OTTAWA — Deputy Prime Minister Chrystia Freeland says she is "disturbed" by the military's decision to let the commander of the Royal Canadian Navy keep his job after golfing with the former chief of the defence staff under military police investigation for allegations of sexual misconduct.
Vice-Admiral Craig Baines caused outrage earlier this month when it was revealed he and then-defence vice-chief Lt.-Gen. Mike Rouleau golfed with retired general Jonathan Vance.
Both Baines and Rouleau apologized, with Rouleau also resigning from his position.
Acting chief of the defence staff Lt.-Gen. Wayne Eyre said he would consider the next steps for the naval commander and decided to give Baines a chance to redeem himself.
Freeland says she was "surprised" and "disturbed" by the decision, which follows months of military officials and the Liberal government being under scrutiny for systemic misconduct among the ranks of the Armed Forces.
She says her immediate thought was: How would I feel if I were a Canadian woman in the Armed Forces?
"What would that decision tell me about how seriously my bosses were taking the essential work of transforming the culture of the Canadian Armed Forces? And I don't think if I were wearing a uniform today, I would be reassured by that decision," she said.
Eyre said in a statement Tuesday that while he knew not everyone would agree with the decision, he has to believe that people can learn and grow from their mistakes.
"Knowing his moral authority has diminished, (Baines) is determined to regain the trust and confidence of all through humility and showing us how to learn, reconcile error, and become a better leader," Eyre said.
Freeland's comments are "extremely hypocritical," Conservative defence critic MP James Bezan said in a statement Wednesday, adding that she has stood by Defence Minister Harjit Sajjan.

Actions to take:
- A) In the article on Vice-Admiral Baines, swap "Armed Forces" for "military" and write out the passage from "Vice-Admiral Craig Baines" up to and including "the Armed Forces?".
- B) Proceed with the article on Vice-Admiral Baines, picking up after its last sentence.
The data has nothing to do with the article on Vice-Admiral Baines.

Provided data:

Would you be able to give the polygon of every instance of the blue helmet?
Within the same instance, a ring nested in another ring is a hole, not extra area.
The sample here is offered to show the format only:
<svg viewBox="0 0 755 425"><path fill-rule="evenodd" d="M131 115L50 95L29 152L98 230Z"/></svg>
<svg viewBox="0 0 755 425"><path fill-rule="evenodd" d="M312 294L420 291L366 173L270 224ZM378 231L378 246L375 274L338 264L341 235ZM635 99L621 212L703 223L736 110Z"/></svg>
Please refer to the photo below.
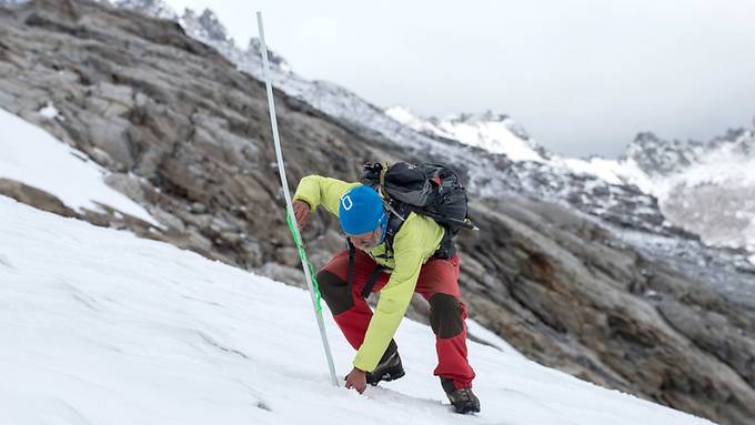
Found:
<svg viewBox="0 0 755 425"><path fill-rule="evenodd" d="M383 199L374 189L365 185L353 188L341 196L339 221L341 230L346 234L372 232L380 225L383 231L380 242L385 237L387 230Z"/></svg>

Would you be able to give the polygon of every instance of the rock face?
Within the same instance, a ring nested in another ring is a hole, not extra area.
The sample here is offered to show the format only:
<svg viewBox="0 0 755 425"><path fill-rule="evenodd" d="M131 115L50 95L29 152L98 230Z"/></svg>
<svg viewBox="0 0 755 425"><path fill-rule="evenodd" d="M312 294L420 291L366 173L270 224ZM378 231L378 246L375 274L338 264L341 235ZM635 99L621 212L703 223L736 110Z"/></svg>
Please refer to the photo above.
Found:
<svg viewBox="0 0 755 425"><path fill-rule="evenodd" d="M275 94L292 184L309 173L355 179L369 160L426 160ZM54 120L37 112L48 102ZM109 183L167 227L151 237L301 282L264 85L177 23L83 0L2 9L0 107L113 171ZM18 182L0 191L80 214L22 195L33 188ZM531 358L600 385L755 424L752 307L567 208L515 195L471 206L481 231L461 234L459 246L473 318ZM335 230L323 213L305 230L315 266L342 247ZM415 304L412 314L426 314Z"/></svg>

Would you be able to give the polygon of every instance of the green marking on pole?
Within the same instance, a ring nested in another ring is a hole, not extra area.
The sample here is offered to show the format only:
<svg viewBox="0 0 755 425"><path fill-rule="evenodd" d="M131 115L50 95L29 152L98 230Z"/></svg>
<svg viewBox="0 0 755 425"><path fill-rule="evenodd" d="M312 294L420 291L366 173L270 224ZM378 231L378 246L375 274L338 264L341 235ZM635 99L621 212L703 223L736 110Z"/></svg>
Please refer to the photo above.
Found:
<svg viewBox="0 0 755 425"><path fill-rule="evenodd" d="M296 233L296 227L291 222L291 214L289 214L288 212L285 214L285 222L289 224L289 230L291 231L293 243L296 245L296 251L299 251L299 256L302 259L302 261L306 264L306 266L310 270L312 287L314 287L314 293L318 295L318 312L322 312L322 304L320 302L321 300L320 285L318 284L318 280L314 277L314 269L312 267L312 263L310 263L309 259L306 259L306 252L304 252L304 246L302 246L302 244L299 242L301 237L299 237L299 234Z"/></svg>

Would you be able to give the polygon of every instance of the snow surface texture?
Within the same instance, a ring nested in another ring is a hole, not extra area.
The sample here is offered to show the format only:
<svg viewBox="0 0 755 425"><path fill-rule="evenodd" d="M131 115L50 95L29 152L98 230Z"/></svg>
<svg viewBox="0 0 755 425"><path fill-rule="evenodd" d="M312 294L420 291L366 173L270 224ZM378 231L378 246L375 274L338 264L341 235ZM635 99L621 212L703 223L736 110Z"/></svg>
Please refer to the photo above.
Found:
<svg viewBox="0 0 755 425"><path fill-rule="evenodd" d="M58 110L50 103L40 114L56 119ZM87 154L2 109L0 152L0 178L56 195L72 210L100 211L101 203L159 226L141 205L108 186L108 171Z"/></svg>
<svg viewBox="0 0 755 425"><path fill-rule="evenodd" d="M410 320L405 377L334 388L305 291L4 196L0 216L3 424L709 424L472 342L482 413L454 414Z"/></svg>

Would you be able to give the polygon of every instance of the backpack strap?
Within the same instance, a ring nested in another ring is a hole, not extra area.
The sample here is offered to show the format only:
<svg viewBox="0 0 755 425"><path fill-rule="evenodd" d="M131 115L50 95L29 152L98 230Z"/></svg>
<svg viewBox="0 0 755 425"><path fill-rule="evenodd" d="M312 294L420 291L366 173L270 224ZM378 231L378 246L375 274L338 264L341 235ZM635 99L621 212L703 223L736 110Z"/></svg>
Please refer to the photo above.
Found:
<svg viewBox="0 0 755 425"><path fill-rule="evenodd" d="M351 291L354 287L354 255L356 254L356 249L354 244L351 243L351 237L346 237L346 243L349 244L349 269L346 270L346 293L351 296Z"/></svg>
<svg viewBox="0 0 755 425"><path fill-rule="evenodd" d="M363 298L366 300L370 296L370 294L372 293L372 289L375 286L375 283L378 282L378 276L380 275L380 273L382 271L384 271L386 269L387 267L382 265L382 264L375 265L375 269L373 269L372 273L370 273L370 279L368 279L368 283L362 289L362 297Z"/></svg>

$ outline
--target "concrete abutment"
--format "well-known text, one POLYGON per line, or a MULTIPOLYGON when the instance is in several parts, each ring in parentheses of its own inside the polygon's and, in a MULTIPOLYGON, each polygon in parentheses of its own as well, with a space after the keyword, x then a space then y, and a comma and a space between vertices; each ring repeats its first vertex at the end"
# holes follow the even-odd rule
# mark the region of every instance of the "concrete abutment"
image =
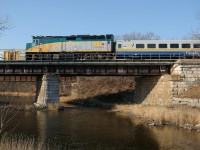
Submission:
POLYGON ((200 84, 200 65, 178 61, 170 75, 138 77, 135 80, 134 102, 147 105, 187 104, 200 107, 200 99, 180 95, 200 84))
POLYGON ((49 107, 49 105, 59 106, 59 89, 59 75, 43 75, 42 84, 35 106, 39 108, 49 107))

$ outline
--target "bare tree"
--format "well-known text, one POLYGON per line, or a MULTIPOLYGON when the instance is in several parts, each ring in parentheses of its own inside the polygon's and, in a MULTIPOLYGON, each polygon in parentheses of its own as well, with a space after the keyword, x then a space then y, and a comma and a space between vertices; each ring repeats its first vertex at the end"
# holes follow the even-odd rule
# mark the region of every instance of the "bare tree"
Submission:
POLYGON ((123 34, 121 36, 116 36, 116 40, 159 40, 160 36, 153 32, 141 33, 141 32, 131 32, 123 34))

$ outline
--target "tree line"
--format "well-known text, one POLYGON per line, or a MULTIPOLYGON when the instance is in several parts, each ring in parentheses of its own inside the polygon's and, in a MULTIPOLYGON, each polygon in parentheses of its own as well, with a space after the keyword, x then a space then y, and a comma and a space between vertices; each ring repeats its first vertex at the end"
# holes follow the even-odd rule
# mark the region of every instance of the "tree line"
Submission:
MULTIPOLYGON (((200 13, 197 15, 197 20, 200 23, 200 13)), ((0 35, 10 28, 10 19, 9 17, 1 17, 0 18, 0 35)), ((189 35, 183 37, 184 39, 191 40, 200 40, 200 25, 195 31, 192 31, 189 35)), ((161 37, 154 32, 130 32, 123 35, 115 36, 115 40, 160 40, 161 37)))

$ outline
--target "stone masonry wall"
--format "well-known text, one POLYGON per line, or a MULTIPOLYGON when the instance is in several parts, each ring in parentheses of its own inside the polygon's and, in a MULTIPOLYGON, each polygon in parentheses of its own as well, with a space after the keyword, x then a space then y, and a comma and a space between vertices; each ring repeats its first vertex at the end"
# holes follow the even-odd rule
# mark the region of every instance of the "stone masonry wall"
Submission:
---
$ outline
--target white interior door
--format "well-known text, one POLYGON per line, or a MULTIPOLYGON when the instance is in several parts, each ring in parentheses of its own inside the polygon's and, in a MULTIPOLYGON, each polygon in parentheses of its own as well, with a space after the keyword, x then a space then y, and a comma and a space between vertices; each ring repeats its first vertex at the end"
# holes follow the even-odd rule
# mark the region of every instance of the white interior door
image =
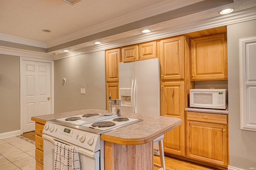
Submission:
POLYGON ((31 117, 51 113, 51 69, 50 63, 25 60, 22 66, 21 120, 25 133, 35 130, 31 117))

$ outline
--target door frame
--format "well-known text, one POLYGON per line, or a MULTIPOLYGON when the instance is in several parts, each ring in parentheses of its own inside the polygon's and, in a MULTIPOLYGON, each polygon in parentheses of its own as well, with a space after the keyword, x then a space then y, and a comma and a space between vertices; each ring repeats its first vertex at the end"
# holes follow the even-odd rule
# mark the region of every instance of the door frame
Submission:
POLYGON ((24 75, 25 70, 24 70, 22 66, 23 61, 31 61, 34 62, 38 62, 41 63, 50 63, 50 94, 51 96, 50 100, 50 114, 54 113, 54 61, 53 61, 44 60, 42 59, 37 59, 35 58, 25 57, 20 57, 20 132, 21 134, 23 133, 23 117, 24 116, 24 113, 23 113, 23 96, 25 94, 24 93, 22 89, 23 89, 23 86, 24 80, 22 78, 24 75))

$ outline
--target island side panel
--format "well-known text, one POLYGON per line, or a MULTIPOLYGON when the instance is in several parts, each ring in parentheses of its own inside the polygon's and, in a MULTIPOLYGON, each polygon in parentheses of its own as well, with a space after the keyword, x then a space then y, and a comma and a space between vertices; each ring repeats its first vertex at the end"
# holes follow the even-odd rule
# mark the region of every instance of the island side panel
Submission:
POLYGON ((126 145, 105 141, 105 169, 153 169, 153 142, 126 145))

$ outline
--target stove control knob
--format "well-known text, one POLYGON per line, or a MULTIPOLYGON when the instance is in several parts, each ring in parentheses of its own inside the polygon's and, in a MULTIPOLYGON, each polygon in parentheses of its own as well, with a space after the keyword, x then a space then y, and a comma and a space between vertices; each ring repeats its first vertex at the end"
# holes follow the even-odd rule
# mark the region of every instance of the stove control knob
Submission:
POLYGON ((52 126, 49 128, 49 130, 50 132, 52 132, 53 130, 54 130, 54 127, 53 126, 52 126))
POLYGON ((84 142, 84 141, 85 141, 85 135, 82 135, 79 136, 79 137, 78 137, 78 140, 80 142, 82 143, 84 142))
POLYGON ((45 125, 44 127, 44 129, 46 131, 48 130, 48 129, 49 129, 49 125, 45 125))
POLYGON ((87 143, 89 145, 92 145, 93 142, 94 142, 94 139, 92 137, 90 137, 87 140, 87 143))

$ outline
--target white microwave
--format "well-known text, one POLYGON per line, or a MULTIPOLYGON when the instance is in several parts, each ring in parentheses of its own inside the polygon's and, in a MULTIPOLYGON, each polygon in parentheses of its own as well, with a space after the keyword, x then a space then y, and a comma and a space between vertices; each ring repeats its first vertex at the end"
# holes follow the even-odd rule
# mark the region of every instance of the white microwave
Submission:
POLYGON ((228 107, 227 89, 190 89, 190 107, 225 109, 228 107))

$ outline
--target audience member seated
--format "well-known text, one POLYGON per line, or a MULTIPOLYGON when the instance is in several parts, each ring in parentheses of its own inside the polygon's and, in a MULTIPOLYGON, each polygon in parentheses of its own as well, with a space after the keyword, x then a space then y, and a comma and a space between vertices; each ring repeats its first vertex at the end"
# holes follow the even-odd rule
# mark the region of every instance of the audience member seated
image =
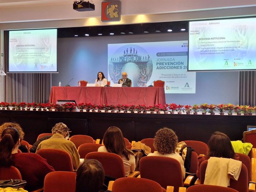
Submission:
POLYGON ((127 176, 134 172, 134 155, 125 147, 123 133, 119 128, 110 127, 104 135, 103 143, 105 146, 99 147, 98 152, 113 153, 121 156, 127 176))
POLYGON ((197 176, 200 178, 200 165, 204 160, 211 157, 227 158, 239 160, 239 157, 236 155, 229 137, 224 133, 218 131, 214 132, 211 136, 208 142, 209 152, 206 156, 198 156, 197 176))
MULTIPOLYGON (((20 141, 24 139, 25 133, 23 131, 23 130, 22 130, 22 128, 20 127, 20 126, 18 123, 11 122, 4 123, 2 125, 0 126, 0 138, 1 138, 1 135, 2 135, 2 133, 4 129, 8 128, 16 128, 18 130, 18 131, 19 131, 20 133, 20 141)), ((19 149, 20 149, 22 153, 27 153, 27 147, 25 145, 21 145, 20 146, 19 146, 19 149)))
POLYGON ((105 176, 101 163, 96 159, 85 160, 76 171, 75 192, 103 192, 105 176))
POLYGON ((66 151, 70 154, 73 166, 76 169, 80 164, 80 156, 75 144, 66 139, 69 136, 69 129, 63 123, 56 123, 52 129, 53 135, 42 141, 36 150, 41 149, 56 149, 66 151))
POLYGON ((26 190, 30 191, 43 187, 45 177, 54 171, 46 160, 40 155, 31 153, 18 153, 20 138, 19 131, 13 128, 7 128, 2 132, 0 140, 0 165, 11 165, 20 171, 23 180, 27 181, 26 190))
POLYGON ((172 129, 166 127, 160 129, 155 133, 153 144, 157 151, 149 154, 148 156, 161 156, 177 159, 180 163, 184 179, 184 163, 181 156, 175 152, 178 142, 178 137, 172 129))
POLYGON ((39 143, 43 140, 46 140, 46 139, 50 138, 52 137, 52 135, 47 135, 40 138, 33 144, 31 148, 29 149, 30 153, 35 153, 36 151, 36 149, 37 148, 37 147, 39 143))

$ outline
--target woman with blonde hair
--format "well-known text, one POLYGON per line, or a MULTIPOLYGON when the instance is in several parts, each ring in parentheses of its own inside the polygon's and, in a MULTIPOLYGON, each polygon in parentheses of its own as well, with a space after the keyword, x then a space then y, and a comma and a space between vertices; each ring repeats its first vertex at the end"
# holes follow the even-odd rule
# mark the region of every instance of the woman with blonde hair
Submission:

Answers per task:
- A)
Vice-Admiral Craig Baines caused outrage earlier this month when it was revealed he and then-defence vice-chief Lt.-Gen. Mike Rouleau golfed with retired general Jonathan Vance.
Both Baines and Rouleau apologized, with Rouleau also resigning from his position.
Acting chief of the defence staff Lt.-Gen. Wayne Eyre said he would consider the next steps for the naval commander and decided to give Baines a chance to redeem himself.
Freeland says she was "surprised" and "disturbed" by the decision, which follows months of military officials and the Liberal government being under scrutiny for systemic misconduct among the ranks of the military.
She says her immediate thought was: How would I feel if I were a Canadian woman in the military?

- B)
"If Minister Freeland truly cares about our women and men in uniform, she will join the countless Canadians calling for Minister Sajjan’s immediate resignation," he said.
Prime Minister Justin Trudeau defended Sajjan on Wednesday, saying that through his service as a police officer and as a member of the Armed Forces, he has stood against the "Old Boys network" every step of the way and has had regular challenges with them throughout his career.
"As minister, (he) continues to be dedicated to fighting discrimination, intolerance and a culture of toxicity that continues to tolerate misogyny in the military," Trudeau said.
The prime minister also said that Canadians are watching closely every decision that is made by the military, and those decisions should centre survivors and the women and men who serve.
"The senior leadership of the Armed Forces, it's not an exaggeration to say, has lost a significant amount of the trust, not just of Canadians, but of people who have served in the Armed Forces," he said.
"I also know that not just the deputy prime minister, but many women and people I've talked to, are disappointed that this further demonstrates the work that the military and the military's leadership needs to do to regain the trust of Canadians."